## SHORT EXERCISE
Nothing in the data should change when you return it, but leave the pictures out.

(Pointing dataset records)

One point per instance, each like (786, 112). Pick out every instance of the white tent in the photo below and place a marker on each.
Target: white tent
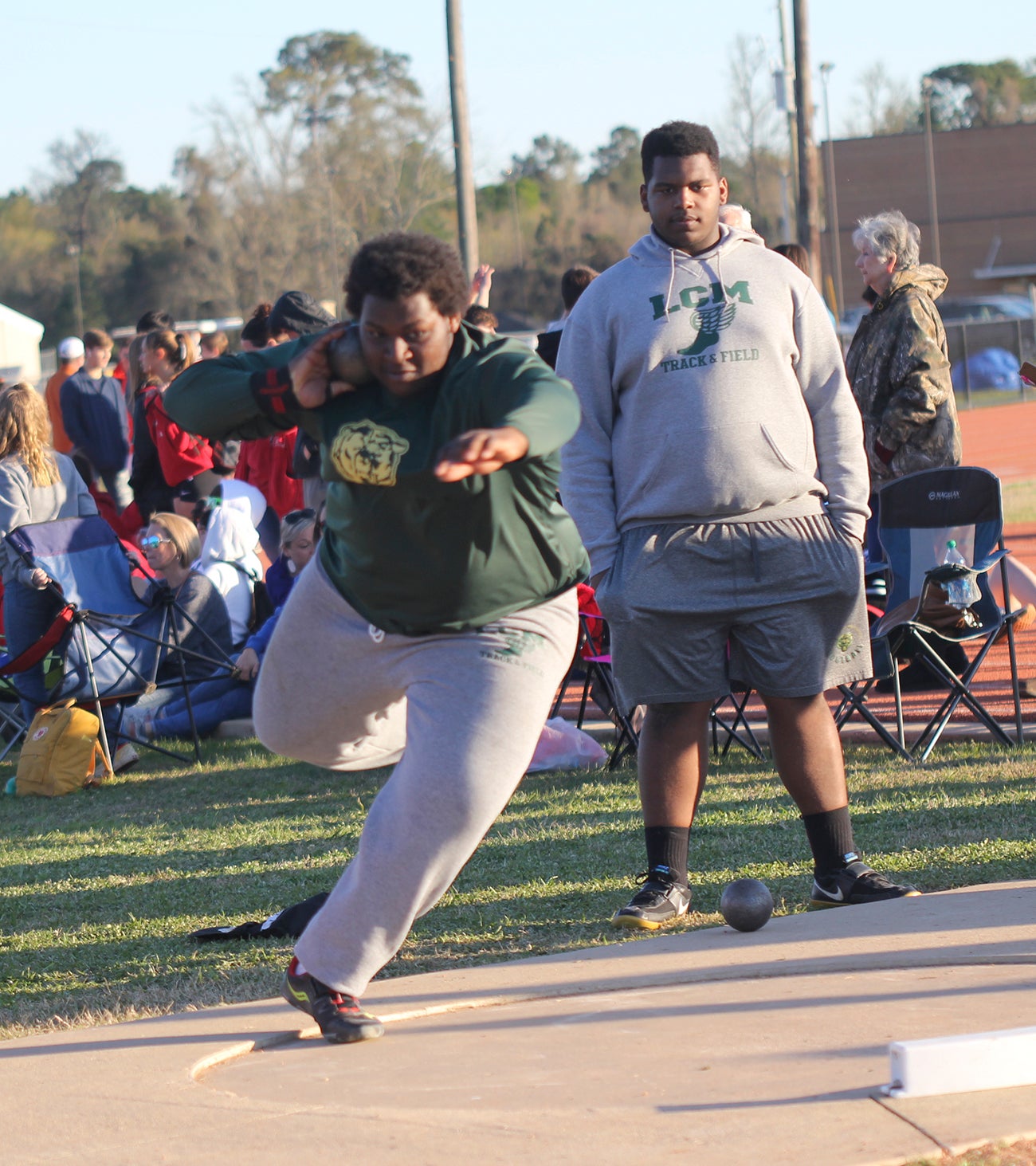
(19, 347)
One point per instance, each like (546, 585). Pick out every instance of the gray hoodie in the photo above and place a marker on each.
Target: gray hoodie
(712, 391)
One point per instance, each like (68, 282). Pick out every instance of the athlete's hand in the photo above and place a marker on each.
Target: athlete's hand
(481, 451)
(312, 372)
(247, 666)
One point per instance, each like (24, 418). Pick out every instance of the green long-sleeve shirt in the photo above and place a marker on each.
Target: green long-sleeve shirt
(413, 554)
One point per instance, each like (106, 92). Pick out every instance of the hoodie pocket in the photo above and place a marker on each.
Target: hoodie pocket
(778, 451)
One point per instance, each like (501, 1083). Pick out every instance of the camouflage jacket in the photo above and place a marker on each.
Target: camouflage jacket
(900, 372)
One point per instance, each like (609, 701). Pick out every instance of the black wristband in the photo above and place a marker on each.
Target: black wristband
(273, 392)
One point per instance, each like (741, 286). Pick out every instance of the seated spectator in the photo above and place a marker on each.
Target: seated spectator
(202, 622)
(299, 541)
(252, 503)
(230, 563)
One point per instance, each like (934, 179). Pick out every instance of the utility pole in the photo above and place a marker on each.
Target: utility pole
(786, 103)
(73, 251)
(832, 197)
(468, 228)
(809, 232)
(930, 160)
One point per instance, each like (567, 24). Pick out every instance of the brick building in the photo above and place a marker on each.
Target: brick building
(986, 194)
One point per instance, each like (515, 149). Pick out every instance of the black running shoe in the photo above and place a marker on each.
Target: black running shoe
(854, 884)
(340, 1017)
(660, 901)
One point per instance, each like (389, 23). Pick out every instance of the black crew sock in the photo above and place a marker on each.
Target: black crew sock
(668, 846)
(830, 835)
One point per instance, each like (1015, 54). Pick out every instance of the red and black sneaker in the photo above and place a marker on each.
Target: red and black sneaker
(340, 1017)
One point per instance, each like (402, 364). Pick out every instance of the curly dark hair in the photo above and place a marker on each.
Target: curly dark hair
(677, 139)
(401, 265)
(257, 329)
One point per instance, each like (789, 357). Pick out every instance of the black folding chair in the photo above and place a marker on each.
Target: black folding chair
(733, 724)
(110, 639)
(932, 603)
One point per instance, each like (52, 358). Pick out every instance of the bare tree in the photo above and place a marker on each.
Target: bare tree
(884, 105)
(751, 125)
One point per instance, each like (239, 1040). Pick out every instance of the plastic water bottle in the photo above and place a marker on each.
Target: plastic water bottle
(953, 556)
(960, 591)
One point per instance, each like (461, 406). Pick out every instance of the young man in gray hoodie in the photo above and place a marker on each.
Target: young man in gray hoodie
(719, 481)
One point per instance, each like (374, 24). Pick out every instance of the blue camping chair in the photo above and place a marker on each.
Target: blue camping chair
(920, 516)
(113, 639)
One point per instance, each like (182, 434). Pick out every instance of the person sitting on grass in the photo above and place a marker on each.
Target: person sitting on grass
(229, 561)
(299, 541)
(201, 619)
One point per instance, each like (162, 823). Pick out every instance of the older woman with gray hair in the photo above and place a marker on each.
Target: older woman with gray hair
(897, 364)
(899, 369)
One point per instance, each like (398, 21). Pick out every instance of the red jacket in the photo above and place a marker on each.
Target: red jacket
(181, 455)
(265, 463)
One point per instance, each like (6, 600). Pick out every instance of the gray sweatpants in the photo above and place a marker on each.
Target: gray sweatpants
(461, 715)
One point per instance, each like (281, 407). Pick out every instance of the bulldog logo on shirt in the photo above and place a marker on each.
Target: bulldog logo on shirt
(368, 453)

## SOLUTION BELOW
One point per instance, each like (786, 112). Pick out every instance of the white tent in the photo below and place a marker on each.
Target: white tent
(19, 347)
One point per instance, each like (546, 585). Pick out every instance of the gray hoodie in the photo above and place a marker on each.
Target: gray hoodie
(712, 391)
One point per instance, each like (68, 282). Pick out every instance of the athlete's hand in the photo above and place a marker on each.
Target: athlete's hand
(481, 451)
(312, 372)
(247, 666)
One point per instance, each like (24, 418). Pick out every instance of the green long-sleeve shirt in the photo above and place a marker on each.
Target: green long-sleeve shirt
(413, 554)
One point per instance, each like (106, 92). Pick out every instance of the hoodie pocket in the photo above and place a marker on each.
Target: hoodie pocket
(778, 451)
One point per instance, each like (501, 1083). Pick out every instance of the camouflage jacket in the photo above and place a marker on each.
Target: camouflage jacket
(900, 372)
One point per instance, each like (609, 701). Pick out every instance of the black wristband in the photo above and place a marker on each.
Target: black wristband
(273, 392)
One point per instance, each like (741, 286). Pick out every instance of the seated spectator in the photo above and place a marker on each.
Target: seated spectator
(202, 622)
(299, 541)
(252, 503)
(230, 563)
One point per instance, each like (934, 179). Pick out every instance of the utility pole in the photo above and place a marker on each.
Target: utility pole
(786, 103)
(73, 251)
(832, 197)
(468, 228)
(809, 232)
(930, 160)
One point per instance, each like (567, 24). Pick out every instance of the brick building in the photo above and place a marker on each.
Target: brick building
(986, 194)
One point per instance, each like (515, 149). Pick out every instance of the black running shoe in the photo above and place a marker on each.
Target: black running shoe
(854, 884)
(340, 1017)
(660, 901)
One point per instance, each like (389, 23). Pick out every instance of the black crew sock in the photo above and place a marker on each.
Target: black crew sock
(668, 846)
(830, 835)
One point per instance, each like (1015, 54). Pick out every instance of the red and black sneaker in the photo above and place a marker on each.
Target: red and black sneaker
(340, 1017)
One point per instance, each like (402, 364). Pick out every instance of the curly dark hair in the photo above and place a marker on each.
Target: curly dark hair
(677, 139)
(401, 265)
(257, 329)
One point per instance, each like (789, 357). Pick out every instance of the black folding chair in the photo above and place a marker on each.
Target: black folding chair
(733, 724)
(110, 639)
(932, 603)
One point per instance, each like (52, 358). Pick out every instance of the bare tree in the photo above and place a marker on each.
Target: bare tree
(884, 105)
(751, 125)
One point per instance, each like (239, 1040). Pick out every instance of the plastic water bottle in the photo above and place a marker on each.
Target: plastic water bottle
(953, 556)
(960, 591)
One point per instance, each like (461, 406). Pick out every instance of the young man in gray hoodie in the photo above and place a marker on each.
Target: young man in gray hoodie
(719, 481)
One point per instance, each like (374, 24). Pick out every instance of the blue camping chair in the photo above and place a marker on each.
Target: blue camping chair
(920, 516)
(113, 639)
One point per instance, each like (182, 434). Pick out every instance of the person sitting on grass in the photo above and place a marker on each.
Target: person sitting on grass
(229, 561)
(299, 541)
(201, 619)
One point per instance, each like (162, 823). Pick out every instance of the older woman with gray hair in the photo above and place a marker on each.
Target: older woman with gray hair
(897, 364)
(899, 369)
One point per instance, each like (398, 21). Pick out every instance of the red jacket in the photo above and place a marker on each.
Target: red jacket
(181, 455)
(265, 463)
One point per instance, each like (6, 600). Pick out every instance of the gray sweatpants in the photo above and place a marker on each.
Target: gray sweatpants
(461, 715)
One point per instance, each like (281, 407). Pick out every instance of the bulldog logo on shirt in the photo above and place a marker on each.
Target: bulldog logo on shirt
(368, 453)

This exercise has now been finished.